_Trecho selecionado:_
###
Em 1970, outro evento importante mudou a vida de Cesto: sua dispensa do Mazara, da quinta divisão. Sem emprego, o checoslovaco ainda contava com uma boa rede de relacionamentos e o apreço dos amigos. Dessa forma, Giampiero Boniperti, então presidente da Juventus, o convidou para ser treinador do time juvenil bianconero para a temporada 1970-71. O cartola queria que os jovens aprendessem os fundamentos técnicos mais básicos com um ex-jogador que tinha muita qualidade nos pés e propunha um futebol ofensivo. E como seria possível, para Cestmír, recusar o seu primeiro amor italiano?

Poucos meses depois de retornar a Turim, o destino agiu e Vycpálek se viu treinando o time principal. Em fevereiro de 1971, Armando Picchi teve que deixar o cargo para tratar um câncer (que levaria à sua morte, em maio do mesmo ano) e Boniperti confiou em Cestmír como substituto. Na primeira temporada, o checoslovaco levou a Juventus ao lugar da Serie A e ao vice-campeonato da Copa das Feiras – antecessora da Copa Uefa e da Liga Europa –, ocasião em que o time piemontês foi derrotado na final pelo Leeds.
###
_Dados da listagem:_
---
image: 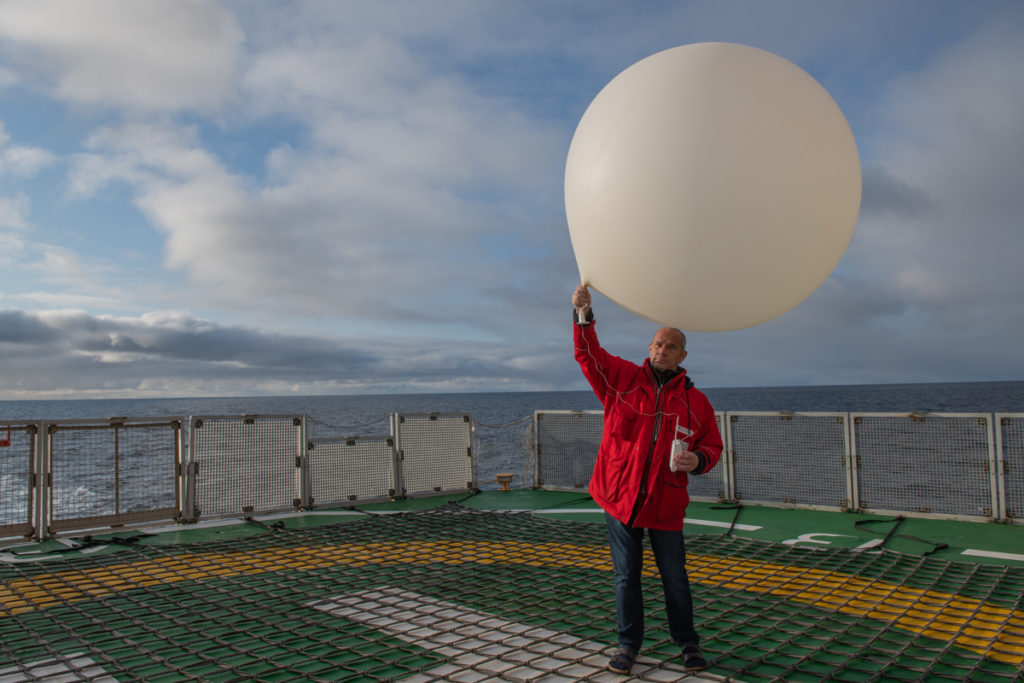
###
_Instruções:_
a - No trecho sobre Vycpálek, que time venceu a Juventus na final da Copa das Feiras?
b - Prossiga o trecho sobre Vycpálek e a Juventus a partir da última frase.

_Resultados finais:_
a - O Leeds.

b -
Seu estilo amável, tranquilo, atencioso e acessível conquistou rapidamente o jovem elenco da Juventus, que tinha muitos talentos a serem potencializados – casos dos garotos Luciano Spinosi, Franco Causio, Gianpietro Marchetti, Antonello Cuccureddu, Pietro Anastasi e Roberto Bettega. A temporada 1971-72, porém, não foi simples. Até começou de vento em popa, com Sandro Salvadore sendo o xerife da zaga e Bettega marcando 10 gols nas primeiras 14 rodadas, com direito a um maravilhoso tento de letra num 4 a 1 sobre o Milan, em San Siro. Porém, em janeiro, o artilheiro precisou se afastar dos gramados pelo restante da campanha para tratar uma tuberculose.

Pela Juventus, Vycpálek foi bicampeão nacional (Archivio Farabola)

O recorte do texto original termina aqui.